The origin of modern Yoga lies in the life of Tirumalai Krishnamacharya (1888–1989), a man revered around the world as the ‘teacher of the teachers’ and ‘the father of modern Yoga.’

Krishnamacharya was teacher to many of the main figures of twentieth century Yoga: Pattabhi Jois, B.K.S. Iyengar, Indra Devi, and T.K.V. Desikachar, who was his son.

If you have been to a Yoga class in a studio or have attended a teacher training, Krishnamacharya is likely to be at the source of what you practice or teach.

Curiously however, several key principles that Krishnamacharya emphasized have been left out over the course of Yoga’s incredible rise in popularity. Krishnamacharya’s teaching that Yoga must be adapted to the individual and his absolute insistence on breath-participation as very the purpose of asana are difficult to find in the myriad offerings of the yoga world.

T. Krishnamacharya (1888–1989) ‘The teacher of the teachers.’

And so, in any city in the world today, everywhere you look you can find what is called ‘yoga’; but for the most part it is largely unfulfilling activity.

We sense that there is something profound for us in this thousands-year-old tradition. But like playing cards with a deck that is missing several cards, the popular practices never quite resolve into ‘santi’ or peace.

A gifted scholar, Krishnamacharya spent the early part of his life studying the religious traditions of India. An expert in the fields of Sanskrit and Vedanta, and gaining the equivalent of 6–7 PhDs, Krishnamacharya concluded from his scholarship that an actual Yoga practice was required in order to realize the ideals of religious text.

As a young man, Krishnamacharya searched for an authentic teacher who could give him a full Yoga education. He was directed to a Yogi named Ramamohan Brahmacharyi who lived in the Tibetan Himalayas in a cave system with his family.

Krishnamacharya lived and studied with Brahmacharyi for seven years. He then left the Himalayas, travelled to Mysore, and began to communicate the physical wisdom practices that he had received from his teacher to the world.

Together with his son Desikachar, Krishnamacharya distilled the immense education he received from his guru into five key principles of physical practice. At the heart of these principles is an insistence on the careful linking of body, breath and mind as the heart of Yoga sadhana.

[Items stored from a collection]
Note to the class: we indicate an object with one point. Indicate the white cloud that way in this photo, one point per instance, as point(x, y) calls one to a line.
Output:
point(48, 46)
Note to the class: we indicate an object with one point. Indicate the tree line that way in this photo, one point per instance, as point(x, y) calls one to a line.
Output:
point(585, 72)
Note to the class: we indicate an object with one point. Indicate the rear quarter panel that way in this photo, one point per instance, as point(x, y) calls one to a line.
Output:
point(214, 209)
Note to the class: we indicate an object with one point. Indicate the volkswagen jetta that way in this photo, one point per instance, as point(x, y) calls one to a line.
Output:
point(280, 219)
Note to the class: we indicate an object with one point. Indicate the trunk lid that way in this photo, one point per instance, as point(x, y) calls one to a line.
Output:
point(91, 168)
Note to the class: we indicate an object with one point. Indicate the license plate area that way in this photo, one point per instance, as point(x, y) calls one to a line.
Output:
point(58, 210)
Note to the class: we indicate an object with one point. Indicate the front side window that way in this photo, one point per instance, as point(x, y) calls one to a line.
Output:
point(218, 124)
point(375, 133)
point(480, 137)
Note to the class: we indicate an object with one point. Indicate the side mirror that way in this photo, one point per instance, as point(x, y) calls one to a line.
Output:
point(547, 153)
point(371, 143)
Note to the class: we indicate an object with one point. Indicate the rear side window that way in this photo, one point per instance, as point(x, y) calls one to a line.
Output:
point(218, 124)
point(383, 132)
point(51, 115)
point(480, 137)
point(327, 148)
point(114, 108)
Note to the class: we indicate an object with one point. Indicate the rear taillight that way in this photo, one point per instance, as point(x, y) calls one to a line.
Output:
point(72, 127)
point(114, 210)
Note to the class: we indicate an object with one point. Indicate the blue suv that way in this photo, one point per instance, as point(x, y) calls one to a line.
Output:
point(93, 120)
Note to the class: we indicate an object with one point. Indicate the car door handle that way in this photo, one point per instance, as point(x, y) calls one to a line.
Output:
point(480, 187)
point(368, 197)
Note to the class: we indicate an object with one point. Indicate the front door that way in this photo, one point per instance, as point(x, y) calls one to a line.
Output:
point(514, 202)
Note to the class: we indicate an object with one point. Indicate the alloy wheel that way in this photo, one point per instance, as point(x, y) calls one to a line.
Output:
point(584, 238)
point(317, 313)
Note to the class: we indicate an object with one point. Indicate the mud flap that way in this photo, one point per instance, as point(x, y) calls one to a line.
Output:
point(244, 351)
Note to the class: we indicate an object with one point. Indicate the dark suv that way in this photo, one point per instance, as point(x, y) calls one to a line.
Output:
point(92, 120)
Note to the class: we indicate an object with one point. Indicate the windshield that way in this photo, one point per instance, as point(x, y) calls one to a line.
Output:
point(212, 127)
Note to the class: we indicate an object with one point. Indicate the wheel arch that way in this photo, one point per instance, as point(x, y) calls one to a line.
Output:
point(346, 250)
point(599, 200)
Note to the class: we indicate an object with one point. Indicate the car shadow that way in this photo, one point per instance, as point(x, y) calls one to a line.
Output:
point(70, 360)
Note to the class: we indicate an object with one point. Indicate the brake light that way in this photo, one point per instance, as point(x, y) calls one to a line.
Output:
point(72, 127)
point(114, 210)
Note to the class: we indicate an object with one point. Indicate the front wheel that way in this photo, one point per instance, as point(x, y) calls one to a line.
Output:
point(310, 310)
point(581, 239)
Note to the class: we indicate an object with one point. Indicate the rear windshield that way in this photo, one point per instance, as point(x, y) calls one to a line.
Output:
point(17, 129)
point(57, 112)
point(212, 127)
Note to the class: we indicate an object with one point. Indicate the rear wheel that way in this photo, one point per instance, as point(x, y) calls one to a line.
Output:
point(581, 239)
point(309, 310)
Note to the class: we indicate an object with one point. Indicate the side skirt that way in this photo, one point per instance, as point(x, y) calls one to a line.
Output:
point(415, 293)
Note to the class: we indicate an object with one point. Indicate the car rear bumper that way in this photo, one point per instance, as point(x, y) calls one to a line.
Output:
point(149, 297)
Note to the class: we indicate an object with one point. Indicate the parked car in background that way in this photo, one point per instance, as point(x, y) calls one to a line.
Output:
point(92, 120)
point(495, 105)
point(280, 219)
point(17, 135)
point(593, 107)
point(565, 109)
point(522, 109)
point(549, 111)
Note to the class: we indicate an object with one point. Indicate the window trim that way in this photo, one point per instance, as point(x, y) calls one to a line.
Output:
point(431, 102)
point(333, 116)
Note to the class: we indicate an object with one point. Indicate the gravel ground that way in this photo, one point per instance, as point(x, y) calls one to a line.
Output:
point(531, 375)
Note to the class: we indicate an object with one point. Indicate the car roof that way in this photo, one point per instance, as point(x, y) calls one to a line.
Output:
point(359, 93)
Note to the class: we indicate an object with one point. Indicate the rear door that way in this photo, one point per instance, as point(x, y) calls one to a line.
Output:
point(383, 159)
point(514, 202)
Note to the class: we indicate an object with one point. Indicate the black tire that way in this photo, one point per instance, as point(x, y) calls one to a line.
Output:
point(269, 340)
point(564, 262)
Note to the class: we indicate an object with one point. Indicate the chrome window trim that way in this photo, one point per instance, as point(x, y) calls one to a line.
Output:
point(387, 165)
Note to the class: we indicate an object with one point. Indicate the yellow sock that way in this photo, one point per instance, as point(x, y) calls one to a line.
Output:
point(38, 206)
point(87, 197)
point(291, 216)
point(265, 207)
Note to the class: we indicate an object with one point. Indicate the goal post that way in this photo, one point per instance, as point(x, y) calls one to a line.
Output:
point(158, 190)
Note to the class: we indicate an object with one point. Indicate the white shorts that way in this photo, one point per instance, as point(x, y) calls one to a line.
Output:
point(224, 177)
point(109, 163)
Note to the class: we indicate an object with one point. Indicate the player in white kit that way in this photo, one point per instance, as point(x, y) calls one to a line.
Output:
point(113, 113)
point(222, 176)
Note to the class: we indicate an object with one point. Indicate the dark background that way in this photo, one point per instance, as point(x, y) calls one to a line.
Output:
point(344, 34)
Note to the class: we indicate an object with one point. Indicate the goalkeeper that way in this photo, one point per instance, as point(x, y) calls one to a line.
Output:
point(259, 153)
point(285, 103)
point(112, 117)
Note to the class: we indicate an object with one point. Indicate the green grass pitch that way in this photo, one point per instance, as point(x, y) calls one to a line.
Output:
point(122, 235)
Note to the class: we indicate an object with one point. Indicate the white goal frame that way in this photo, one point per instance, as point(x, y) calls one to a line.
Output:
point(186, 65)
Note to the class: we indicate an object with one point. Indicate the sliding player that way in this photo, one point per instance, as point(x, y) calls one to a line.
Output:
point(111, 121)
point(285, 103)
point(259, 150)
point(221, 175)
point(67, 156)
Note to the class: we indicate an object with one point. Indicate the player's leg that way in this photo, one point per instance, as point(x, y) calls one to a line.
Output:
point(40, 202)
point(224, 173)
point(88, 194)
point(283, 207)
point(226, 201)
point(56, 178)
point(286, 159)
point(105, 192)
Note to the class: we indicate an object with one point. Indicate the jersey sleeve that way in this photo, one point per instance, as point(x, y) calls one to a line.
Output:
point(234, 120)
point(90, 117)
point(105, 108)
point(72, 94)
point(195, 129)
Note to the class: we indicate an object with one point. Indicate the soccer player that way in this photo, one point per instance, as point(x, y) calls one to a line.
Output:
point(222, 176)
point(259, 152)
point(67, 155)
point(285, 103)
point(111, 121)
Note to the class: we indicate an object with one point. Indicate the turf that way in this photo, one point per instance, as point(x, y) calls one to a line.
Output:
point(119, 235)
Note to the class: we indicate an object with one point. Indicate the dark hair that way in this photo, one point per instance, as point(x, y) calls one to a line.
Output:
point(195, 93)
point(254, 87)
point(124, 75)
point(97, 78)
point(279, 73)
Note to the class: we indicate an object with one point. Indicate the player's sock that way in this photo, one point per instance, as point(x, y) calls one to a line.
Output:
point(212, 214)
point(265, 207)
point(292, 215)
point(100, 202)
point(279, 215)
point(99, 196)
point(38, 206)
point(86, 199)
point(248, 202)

◆ **Tasks to complete**:
**A)** Using the text about Krishnamacharya, decide whether each statement agrees with it: (i) Krishnamacharya lived and studied with Brahmacharyi for seven years; (ii) Desikachar was Krishnamacharya's son; (iii) after leaving the Himalayas, Krishnamacharya traveled to Delhi. Answer yes or no for each and quote the words of the text that settle it.
**B)** Substitute "gray cloud" for "white cloud" in the records, from the first line through the line that holds "point(48, 46)", inclusive, and give only those lines.
The text about Krishnamacharya has no connection to the records.

◆ **In response**:
**A)**
(i) Yes: "Krishnamacharya lived and studied with Brahmacharyi for seven years."
(ii) Yes: "T.K.V. Desikachar, who was his son."
(iii) No: "He then left the Himalayas, travelled to Mysore"

**B)**
Note to the class: we indicate an object with one point. Indicate the gray cloud that way in this photo, one point per instance, as point(x, y) calls one to a line.
Output:
point(48, 46)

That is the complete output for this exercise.